**ПОКАЗАННЫЙ ТЕКСТ**
=-=-=-=-=
Однажды на страницах ЖЖ я наткнулась на интересный флешмоб: следовало описать свои самые ранние переживания или какие-либо события, связанные с предложенными словами. Решила попробовать. Мне достались слова: Москва, мороженое, ночь.
Итак, Москва.
Мне года четыре, я в детском саду, рисую папе поздравительную открытку. Желтым карандашом, высунув от усердия язык, я старательно изображаю куранты на Спасской башне Кремля. Я видела её на картинке в книжке и полна решимости нарисовать не хуже. Затем над башней появляется праздничный салют, такой, каким в нашем поселке встречают новый год: оглушительная беспорядочная пальба из ракетниц, улетающие в черную даль разноцветные звездочки. Москва тоже представляется мне прекрасной далекой, недосягаемой звездой, на которой всегда праздник.
Потом выяснилось, что родители бывали там не раз, мама заочно учится в Московском институте, и у нас есть родственники-москвичи. С какой гордостью, я всем говорила, что мама уехала на сессию в Москву! Возвращаясь обратно, она непременно привозила всякие вкусности, модную одежку, пластинки, книги. Во времена всеобщего дефицита столица воспринималась этакой волшебной пещерой аладдина, где есть все!
В первый раз я была там в одиннадцать лет, но проездом, по пути домой из Геленджика. Собственно, я увидела небольшой кусочек Москвы в районе Варшавского шоссе, где жили родственники. К моему великому удивлению и разочарованию, они, как и моя бабуля, обитали в обычной хрущевке! Я то воображала, что они живут в красивой многоэтажке, ведь это же Москва - город мечта!
Мои двоюродные дед и бабушка оказались настоящими классическими интеллигентами, милейшими, приветливыми, без всякой столичной спеси старичками. Невозможно было представить, чтобы они возмущались: "понаехали!" К сожалению, такое я впоследствии слышала на столичных улицах не раз.
У деды Симы и бабы Маши мне впервые довелось попробовать бананы. Почему-то зеленые, а не желтые, они, как незрелые помидоры, лежали на подоконнике. Заметив мое остолбенение, баба Маша с улыбкой очистила банан и протянула его мне. Я с благоговением откусила верхушку. Банан оказался ужасно невкусным, каким-то мыльным, но я съела его весь, боясь обидеть щедрую старушку. Кстати, привезенным нами южным фруктам милая чета радовались так же искренне, как я - заморскому банану. После обеда, поразившего меня тонкостью нарезки хлеба, колбасы и сыра, деда Сима отвез нас на дачу, где мы отдохнули перед отлетом домой.
=-=-=-=-=
(Записи из источника данных)
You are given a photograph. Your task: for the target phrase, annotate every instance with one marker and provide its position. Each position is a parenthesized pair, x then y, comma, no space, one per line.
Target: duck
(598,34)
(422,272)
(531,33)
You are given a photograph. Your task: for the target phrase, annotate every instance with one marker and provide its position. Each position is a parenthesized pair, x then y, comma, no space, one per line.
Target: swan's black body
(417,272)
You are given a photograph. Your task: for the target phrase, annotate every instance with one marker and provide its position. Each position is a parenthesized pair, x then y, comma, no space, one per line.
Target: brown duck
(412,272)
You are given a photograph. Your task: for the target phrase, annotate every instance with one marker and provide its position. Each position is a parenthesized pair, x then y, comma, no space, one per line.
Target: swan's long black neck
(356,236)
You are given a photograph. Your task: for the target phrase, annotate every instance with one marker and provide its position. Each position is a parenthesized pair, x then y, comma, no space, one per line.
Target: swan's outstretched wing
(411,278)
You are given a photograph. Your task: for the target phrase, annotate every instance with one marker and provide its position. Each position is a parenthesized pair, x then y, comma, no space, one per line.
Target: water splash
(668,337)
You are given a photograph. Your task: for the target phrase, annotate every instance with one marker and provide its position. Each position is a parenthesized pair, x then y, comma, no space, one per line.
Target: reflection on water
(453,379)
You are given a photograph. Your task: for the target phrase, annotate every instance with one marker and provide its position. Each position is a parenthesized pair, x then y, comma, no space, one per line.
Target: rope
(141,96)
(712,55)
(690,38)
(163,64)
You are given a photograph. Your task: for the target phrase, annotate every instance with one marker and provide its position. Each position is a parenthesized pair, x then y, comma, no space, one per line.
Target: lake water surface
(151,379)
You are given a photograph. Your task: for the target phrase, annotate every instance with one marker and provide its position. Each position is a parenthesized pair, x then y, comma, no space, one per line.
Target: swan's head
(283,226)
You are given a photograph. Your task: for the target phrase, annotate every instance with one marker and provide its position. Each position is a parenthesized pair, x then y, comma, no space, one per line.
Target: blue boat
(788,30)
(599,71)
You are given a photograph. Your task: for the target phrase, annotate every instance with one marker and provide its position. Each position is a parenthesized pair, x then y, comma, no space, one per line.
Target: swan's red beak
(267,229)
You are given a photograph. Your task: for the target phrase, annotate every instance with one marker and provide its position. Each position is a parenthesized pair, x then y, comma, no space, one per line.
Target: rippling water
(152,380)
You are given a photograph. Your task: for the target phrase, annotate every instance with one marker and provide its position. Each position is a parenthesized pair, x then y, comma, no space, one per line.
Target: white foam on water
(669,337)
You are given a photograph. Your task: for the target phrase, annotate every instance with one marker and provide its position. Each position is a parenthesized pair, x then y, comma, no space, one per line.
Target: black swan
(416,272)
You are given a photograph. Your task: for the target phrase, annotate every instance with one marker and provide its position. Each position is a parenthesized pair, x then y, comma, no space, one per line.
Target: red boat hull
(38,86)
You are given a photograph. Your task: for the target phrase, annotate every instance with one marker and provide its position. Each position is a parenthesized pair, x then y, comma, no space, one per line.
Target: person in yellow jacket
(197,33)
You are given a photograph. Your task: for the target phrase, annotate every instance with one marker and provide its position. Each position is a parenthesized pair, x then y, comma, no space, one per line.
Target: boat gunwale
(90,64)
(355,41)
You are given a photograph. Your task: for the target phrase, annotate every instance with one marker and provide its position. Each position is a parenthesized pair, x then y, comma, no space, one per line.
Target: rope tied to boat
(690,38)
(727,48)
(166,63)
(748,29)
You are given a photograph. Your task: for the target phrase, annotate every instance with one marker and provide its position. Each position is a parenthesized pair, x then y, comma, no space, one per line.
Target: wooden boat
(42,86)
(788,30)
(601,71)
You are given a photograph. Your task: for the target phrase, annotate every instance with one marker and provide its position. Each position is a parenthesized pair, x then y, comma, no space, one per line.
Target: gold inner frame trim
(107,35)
=-=-=-=-=
**ЧТО НУЖНО СДЕЛАТЬ**
- 1) Какие три слова автору достались во флешмобе, описанном в тексте о Москве?
- 2) Сколько строк в записях содержат слово «water»? Укажите только число.

**ОТВЕТЫ ПО ЗАДАНИЯМ**
- 1) Москва, мороженое, ночь.

- 2) 5